_Working data_
_ _ _ _ _
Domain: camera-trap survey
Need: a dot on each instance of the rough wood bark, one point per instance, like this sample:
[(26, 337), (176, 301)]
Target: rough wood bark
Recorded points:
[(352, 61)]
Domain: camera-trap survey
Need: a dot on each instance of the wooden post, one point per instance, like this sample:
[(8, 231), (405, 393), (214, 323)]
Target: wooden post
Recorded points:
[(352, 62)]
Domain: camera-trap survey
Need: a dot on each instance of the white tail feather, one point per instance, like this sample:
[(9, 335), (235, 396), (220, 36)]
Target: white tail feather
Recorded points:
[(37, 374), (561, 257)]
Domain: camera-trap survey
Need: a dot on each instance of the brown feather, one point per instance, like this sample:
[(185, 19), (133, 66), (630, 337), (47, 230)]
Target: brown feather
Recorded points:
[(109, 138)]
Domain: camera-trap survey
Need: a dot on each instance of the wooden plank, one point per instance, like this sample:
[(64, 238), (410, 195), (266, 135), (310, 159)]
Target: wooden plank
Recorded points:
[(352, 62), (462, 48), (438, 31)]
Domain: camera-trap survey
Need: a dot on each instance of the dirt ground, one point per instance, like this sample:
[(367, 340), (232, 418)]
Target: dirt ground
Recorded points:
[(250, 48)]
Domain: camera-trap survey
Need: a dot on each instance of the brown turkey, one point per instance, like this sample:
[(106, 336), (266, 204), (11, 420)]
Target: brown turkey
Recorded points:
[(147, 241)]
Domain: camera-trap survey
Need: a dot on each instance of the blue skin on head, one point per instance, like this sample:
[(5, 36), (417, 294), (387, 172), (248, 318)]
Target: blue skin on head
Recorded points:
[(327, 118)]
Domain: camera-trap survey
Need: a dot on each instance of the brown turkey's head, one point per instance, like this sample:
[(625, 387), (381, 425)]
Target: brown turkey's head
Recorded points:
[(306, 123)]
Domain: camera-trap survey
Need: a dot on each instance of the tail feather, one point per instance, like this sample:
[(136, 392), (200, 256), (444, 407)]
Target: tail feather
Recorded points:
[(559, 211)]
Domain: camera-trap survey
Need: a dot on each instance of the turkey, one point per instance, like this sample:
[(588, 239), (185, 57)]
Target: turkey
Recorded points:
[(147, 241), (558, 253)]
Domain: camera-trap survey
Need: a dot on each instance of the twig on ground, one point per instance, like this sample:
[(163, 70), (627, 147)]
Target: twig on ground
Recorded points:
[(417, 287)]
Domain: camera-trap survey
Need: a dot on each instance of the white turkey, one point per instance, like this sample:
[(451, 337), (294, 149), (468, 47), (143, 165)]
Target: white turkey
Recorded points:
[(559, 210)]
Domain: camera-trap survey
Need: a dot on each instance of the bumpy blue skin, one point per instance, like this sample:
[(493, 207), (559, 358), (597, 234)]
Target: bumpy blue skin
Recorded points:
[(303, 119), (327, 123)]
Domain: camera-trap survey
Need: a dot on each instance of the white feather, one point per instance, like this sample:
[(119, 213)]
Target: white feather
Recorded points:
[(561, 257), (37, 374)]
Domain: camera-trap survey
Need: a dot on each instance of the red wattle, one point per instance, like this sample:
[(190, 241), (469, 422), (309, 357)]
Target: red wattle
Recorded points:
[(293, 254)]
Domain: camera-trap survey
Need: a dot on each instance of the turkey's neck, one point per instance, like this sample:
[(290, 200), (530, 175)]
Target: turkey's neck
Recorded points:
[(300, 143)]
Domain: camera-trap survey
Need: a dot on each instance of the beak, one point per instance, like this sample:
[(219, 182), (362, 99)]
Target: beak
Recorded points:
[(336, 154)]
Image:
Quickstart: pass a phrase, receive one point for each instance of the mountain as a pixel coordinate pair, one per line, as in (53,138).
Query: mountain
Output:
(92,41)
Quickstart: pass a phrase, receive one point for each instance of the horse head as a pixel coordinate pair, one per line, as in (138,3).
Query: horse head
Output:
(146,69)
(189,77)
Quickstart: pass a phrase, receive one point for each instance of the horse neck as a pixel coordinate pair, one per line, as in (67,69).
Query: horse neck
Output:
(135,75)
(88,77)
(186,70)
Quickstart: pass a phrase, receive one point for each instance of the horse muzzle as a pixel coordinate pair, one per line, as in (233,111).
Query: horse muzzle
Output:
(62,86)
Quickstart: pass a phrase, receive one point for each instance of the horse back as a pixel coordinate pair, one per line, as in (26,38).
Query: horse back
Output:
_ _ _ _ _
_Exercise requirements_
When the line with "Target: twig on ground" is reached in the data above, begin copying, and stop after the line with "Need: a dot on each instance of the beak, one"; copy each line exactly, both ends included.

_Solution_
Target: twig on ground
Recorded points:
[(417, 287)]
Domain: camera-trap survey
Need: a dot on each instance of the white turkey, one point per instance, like this sample:
[(451, 337), (294, 149), (468, 47), (143, 165)]
Target: white turkey
Recorded points:
[(559, 210)]
Domain: camera-trap survey
Need: a dot on each instance of the bumpy blue skin, one point per instance, like this sample:
[(493, 207), (559, 358), (597, 234)]
Target: bumpy blue skin
Recorded points:
[(303, 119), (327, 123)]
Domain: camera-trap survey
Need: a dot on each instance of the white feather, one point per instance, like this sample:
[(119, 213)]
Target: white feather
Recorded points:
[(561, 257), (37, 374)]
Domain: camera-trap survey
Need: a dot on each instance of the red wattle, one point per instance, like this sample:
[(190, 241), (469, 422), (309, 357)]
Target: red wattle
Recorded points:
[(293, 254)]
Domain: camera-trap survey
Need: a dot on each instance of the turkey's neck, one point per instance, like this sample:
[(290, 200), (530, 175)]
Target: turkey's neck
Recorded points:
[(300, 143)]
Domain: camera-trap survey
Need: a dot on each instance of the beak, one point per instance, like this sample:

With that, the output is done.